Your goal
Copy the lines below word for word, skipping any image.

[Start of section]

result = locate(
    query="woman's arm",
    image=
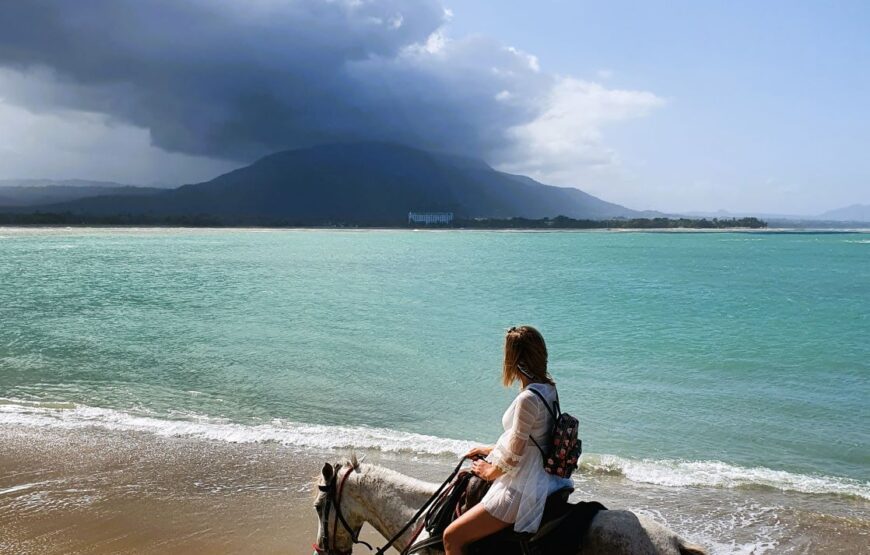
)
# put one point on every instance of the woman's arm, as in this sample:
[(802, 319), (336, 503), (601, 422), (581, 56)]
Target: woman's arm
[(479, 451), (506, 459)]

[End of section]

Exercise response
result = locate(
    query="woman's arm",
    image=
)
# put one point on every instance of the woman's arm, as in this sample:
[(802, 319), (336, 503), (601, 422), (581, 56)]
Target: woman's arm
[(479, 451), (506, 459)]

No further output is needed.